WORK TO COMPLETE: Collect every line of the rows below that contains the string "soldier", and copy each one unchanged.

━━━━

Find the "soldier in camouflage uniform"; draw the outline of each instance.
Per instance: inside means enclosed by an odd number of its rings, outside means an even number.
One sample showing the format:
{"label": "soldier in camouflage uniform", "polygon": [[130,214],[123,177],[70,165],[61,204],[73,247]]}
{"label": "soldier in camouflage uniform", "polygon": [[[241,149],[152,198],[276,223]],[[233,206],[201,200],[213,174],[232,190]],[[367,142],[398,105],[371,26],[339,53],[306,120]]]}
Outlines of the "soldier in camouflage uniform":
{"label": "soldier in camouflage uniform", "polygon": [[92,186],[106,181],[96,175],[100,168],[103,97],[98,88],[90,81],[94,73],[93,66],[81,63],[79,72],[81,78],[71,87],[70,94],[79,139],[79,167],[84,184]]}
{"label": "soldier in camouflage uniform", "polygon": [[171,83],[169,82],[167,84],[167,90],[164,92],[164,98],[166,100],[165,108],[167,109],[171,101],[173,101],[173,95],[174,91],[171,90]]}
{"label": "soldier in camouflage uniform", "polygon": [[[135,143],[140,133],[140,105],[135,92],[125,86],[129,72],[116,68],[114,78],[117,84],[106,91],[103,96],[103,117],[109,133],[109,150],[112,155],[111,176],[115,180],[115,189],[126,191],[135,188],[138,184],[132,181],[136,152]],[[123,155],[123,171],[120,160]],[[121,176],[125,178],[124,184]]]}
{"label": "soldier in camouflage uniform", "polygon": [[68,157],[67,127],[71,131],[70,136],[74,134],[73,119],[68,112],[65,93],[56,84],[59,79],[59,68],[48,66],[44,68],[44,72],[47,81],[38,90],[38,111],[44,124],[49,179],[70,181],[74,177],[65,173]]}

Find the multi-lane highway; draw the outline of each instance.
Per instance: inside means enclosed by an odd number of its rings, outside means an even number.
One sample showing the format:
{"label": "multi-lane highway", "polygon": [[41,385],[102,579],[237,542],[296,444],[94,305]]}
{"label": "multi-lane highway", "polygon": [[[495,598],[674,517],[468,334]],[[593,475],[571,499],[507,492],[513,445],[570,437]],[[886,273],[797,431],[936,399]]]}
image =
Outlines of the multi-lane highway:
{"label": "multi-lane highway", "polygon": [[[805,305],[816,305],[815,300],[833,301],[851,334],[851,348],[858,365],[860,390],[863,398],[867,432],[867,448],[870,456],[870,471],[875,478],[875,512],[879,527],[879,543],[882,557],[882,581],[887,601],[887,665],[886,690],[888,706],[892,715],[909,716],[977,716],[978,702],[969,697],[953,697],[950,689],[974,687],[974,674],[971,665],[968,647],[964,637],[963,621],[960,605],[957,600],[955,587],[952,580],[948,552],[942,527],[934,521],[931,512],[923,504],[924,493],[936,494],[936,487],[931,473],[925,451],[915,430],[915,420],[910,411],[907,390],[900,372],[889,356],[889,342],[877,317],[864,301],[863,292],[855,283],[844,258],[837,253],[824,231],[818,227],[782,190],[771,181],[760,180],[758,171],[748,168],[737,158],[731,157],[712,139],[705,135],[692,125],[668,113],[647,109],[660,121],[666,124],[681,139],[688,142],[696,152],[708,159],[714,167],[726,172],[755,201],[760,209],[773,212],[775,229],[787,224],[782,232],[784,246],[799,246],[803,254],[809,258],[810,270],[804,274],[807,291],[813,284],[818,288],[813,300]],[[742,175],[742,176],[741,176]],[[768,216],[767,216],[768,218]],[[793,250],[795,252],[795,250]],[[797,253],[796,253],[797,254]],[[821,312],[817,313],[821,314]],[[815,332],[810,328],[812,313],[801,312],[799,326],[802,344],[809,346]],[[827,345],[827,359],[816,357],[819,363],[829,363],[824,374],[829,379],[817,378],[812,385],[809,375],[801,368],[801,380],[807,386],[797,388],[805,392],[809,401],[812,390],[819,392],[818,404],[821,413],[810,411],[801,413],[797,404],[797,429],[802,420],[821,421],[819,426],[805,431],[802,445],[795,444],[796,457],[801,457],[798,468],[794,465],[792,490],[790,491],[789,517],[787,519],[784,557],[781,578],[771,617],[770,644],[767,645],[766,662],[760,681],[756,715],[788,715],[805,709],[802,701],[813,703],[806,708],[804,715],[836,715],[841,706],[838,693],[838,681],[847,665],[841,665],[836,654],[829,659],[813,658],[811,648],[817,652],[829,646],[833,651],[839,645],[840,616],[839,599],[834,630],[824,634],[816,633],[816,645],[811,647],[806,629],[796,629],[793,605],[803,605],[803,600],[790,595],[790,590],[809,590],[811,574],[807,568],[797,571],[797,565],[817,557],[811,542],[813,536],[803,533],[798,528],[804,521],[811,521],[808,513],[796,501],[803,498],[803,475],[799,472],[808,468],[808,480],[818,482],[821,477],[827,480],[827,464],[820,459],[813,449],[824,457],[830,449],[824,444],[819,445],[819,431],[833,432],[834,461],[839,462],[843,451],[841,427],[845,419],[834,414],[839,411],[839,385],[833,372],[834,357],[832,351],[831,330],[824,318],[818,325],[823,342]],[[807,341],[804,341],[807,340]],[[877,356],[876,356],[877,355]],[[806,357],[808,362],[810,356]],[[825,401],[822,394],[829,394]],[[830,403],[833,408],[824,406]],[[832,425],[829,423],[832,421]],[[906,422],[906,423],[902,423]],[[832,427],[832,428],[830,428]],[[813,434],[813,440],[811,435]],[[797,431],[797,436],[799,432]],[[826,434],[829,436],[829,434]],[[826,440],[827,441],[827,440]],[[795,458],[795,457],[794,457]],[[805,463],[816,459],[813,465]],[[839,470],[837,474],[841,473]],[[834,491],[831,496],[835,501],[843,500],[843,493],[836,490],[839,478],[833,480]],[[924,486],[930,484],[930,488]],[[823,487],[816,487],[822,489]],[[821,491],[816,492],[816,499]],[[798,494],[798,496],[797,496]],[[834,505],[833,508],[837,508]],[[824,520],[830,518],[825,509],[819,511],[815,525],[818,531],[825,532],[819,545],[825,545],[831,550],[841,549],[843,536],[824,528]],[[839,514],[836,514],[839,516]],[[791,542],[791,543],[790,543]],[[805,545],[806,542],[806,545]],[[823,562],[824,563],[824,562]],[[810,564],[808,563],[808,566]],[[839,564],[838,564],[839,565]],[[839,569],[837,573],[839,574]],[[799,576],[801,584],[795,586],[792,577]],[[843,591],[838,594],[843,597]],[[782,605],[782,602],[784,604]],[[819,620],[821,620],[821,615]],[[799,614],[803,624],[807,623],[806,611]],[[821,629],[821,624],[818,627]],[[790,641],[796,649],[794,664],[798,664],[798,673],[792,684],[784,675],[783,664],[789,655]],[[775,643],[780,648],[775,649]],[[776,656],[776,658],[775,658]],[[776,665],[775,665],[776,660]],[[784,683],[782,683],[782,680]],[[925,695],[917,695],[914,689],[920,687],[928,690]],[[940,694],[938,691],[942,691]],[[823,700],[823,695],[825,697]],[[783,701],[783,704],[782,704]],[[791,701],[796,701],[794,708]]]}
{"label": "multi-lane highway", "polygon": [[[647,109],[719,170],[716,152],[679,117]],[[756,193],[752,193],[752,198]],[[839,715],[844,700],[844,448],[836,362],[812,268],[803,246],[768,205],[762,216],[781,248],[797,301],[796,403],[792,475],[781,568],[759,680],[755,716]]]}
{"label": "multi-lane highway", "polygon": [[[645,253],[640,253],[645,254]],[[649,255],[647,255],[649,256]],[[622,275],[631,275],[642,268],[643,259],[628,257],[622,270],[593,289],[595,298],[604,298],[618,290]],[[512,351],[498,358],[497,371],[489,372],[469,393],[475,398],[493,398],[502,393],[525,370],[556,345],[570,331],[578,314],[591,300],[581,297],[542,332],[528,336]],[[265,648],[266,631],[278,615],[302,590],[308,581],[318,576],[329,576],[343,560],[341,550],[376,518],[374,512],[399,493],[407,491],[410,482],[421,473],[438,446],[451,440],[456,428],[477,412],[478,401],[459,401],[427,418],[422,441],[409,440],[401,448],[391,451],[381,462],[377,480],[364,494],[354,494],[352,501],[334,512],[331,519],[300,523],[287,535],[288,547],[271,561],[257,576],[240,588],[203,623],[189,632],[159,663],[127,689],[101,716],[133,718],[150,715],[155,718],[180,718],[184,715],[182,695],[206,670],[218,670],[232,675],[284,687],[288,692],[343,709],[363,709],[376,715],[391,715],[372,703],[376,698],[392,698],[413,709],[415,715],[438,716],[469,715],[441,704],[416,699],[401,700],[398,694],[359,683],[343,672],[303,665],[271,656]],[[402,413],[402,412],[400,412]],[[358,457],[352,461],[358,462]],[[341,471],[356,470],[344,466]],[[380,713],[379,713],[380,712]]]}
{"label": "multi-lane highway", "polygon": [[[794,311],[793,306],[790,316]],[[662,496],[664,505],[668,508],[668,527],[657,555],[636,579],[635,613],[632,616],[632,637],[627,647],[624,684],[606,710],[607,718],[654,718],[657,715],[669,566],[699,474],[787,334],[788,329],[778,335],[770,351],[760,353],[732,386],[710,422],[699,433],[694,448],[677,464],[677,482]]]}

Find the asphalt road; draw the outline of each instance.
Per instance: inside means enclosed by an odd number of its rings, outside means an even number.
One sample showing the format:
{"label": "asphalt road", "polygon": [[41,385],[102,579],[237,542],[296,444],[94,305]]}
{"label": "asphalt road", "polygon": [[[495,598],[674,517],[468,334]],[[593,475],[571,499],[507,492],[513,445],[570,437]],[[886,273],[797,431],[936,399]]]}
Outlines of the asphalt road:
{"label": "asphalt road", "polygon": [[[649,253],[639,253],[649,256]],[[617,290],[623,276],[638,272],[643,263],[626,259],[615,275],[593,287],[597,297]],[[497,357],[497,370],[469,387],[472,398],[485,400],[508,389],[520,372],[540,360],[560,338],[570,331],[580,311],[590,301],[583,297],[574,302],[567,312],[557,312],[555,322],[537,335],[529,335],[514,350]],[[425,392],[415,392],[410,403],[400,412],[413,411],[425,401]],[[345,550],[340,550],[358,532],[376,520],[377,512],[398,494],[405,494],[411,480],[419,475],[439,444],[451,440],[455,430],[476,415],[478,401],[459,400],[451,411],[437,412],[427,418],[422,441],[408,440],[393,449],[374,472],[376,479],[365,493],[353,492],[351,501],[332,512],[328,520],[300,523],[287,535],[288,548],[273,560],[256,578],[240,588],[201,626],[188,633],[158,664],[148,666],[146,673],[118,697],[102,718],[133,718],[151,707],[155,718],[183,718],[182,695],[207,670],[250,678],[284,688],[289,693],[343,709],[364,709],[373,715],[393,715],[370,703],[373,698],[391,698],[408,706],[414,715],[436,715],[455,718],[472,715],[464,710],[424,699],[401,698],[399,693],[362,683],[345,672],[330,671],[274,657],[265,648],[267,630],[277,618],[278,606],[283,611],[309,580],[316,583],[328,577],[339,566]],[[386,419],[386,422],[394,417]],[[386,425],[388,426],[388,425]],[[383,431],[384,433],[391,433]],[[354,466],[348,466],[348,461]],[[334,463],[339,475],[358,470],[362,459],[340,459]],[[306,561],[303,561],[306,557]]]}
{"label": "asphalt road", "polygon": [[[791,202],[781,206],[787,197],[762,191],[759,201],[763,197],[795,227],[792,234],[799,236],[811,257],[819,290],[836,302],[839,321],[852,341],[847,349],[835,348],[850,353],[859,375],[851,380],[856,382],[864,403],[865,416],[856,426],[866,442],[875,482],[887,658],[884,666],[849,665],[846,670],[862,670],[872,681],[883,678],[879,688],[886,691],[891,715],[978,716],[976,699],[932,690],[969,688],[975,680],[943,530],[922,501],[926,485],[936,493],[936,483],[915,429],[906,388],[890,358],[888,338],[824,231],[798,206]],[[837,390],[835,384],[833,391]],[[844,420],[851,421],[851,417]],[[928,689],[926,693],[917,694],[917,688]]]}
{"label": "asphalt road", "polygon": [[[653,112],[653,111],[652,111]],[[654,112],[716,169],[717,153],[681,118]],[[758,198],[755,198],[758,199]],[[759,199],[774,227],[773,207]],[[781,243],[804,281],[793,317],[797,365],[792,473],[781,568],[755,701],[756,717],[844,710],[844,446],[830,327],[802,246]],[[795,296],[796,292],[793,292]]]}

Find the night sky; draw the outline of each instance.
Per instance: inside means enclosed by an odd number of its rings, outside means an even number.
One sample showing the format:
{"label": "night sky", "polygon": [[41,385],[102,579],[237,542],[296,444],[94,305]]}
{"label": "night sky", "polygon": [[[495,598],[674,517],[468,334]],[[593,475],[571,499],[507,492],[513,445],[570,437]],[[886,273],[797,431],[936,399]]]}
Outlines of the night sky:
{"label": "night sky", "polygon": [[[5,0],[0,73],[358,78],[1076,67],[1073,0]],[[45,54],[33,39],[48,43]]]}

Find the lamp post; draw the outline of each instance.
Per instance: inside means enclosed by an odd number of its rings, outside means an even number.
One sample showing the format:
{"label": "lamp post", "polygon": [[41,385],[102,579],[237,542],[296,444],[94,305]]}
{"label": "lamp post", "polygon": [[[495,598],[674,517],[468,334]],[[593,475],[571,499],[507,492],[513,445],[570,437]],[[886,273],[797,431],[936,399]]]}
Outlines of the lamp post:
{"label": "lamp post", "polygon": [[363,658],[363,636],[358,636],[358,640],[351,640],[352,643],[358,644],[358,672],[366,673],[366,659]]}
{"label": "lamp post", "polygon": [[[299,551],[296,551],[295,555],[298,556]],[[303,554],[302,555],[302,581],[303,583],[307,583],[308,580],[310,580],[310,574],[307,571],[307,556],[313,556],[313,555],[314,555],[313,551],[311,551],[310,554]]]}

━━━━

FULL RESPONSE:
Find the "soldier in camouflage uniform"; draw the outline of each instance.
{"label": "soldier in camouflage uniform", "polygon": [[130,214],[123,177],[70,165],[61,204],[73,247]]}
{"label": "soldier in camouflage uniform", "polygon": [[[241,149],[152,198],[276,223]],[[233,206],[201,200],[213,174],[232,190]],[[367,142],[398,105],[371,26],[339,53],[306,120]]]}
Outlines of the "soldier in camouflage uniform":
{"label": "soldier in camouflage uniform", "polygon": [[92,186],[106,181],[96,175],[100,168],[103,97],[98,88],[90,81],[94,73],[93,66],[81,63],[79,72],[81,78],[71,87],[70,94],[79,139],[79,167],[84,184]]}
{"label": "soldier in camouflage uniform", "polygon": [[171,83],[169,82],[167,84],[167,90],[164,92],[164,98],[166,100],[165,108],[167,109],[171,101],[173,101],[173,95],[174,91],[171,90]]}
{"label": "soldier in camouflage uniform", "polygon": [[[135,143],[140,133],[140,105],[135,92],[125,86],[129,72],[116,68],[114,78],[117,84],[106,91],[103,96],[103,117],[109,133],[109,150],[112,155],[111,176],[115,180],[115,189],[126,191],[135,188],[138,184],[132,181],[136,152]],[[123,155],[123,171],[120,160]],[[121,176],[125,178],[124,184]]]}
{"label": "soldier in camouflage uniform", "polygon": [[68,157],[67,127],[71,131],[70,136],[74,134],[73,119],[68,112],[65,93],[56,84],[59,79],[59,68],[48,66],[44,68],[44,72],[47,81],[38,90],[38,111],[44,124],[49,179],[70,181],[74,177],[65,173]]}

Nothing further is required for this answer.